[Start of Attachment]

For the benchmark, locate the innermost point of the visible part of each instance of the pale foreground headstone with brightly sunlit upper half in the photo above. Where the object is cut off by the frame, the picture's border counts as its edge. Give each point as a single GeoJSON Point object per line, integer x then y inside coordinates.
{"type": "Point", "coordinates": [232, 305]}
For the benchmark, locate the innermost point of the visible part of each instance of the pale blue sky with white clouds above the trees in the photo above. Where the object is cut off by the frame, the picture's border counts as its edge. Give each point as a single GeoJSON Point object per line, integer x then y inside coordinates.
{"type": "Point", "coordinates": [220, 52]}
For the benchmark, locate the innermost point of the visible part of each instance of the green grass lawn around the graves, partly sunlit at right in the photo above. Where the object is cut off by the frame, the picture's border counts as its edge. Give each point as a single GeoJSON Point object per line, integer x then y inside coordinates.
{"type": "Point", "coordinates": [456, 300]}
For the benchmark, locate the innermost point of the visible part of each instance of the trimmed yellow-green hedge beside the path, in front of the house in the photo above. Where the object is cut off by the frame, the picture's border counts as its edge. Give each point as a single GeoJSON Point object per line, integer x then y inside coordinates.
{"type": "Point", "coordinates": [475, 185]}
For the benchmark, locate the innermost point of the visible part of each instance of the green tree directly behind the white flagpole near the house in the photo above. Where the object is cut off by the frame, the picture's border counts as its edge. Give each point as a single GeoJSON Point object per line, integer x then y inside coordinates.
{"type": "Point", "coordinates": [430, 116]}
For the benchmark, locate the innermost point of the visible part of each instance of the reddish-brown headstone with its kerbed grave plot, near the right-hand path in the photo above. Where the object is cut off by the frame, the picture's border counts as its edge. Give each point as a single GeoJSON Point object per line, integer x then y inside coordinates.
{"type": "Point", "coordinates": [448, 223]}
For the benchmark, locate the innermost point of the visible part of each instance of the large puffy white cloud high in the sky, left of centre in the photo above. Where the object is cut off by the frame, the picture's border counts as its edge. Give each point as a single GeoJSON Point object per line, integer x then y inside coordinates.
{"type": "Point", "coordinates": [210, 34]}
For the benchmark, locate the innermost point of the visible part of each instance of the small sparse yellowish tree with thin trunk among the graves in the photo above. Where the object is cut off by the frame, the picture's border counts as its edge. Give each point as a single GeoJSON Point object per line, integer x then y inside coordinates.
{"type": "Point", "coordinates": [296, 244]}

[End of Attachment]

▶ [Task instructions]: Every line above must be repeated exactly as it appears.

▶ [Written solution]:
For the benchmark, locate the innermost point of the visible part of each instance of the pale foreground headstone with brightly sunlit upper half in the photo above. Where the object is cut off by the frame, the picture's border counts as its edge. Give each point as a single GeoJSON Point object per line, integer x then y inside coordinates.
{"type": "Point", "coordinates": [232, 305]}
For the benchmark, locate the innermost point of the visible part of each instance of the pale blue sky with white clouds above the trees in the photo above. Where the object is cut off by the frame, the picture's border counts as its edge. Give each point as a single GeoJSON Point object per line, integer x then y inside coordinates.
{"type": "Point", "coordinates": [220, 52]}
For the benchmark, locate the innermost point of the visible part of each instance of the green grass lawn around the graves, partly sunlit at right in the photo above. Where the object is cut off by the frame, the picture's border counts as its edge. Give each point as a single GeoJSON Point object per line, integer x then y inside coordinates.
{"type": "Point", "coordinates": [456, 300]}
For the benchmark, locate the innermost point of the visible part of each instance of the trimmed yellow-green hedge beside the path, in front of the house in the photo above. Where the object is cut off by the frame, the picture's border counts as its edge. Give each point as a single GeoJSON Point object per line, integer x then y inside coordinates.
{"type": "Point", "coordinates": [475, 185]}
For the benchmark, locate the innermost point of the visible part of each instance of the green tree directly behind the white flagpole near the house in the photo above. Where the object is cut off by the frame, the picture's border counts as its edge. Give each point as a single GeoJSON Point object per line, integer x then y inside coordinates.
{"type": "Point", "coordinates": [430, 116]}
For the benchmark, locate the innermost point of the visible part of each instance of the reddish-brown headstone with its kerbed grave plot, near the right-hand path in the photo above. Where the object is cut off by the frame, the picture's border counts as its edge. Give each point as a single GeoJSON Point object per line, integer x then y inside coordinates.
{"type": "Point", "coordinates": [448, 223]}
For the benchmark, locate the innermost point of the visible part of each instance of the large puffy white cloud high in the sky, left of centre in the photo above. Where the object is cut off by the frame, the picture's border counts as its edge. Give each point as a single GeoJSON Point object per line, integer x then y inside coordinates.
{"type": "Point", "coordinates": [210, 34]}
For the benchmark, locate the innermost point of the visible part of each instance of the small sparse yellowish tree with thin trunk among the graves in the photo above. Where the object is cut off by the frame, the picture's border counts as its edge. Give each point as a single GeoJSON Point object per line, integer x then y inside coordinates.
{"type": "Point", "coordinates": [296, 244]}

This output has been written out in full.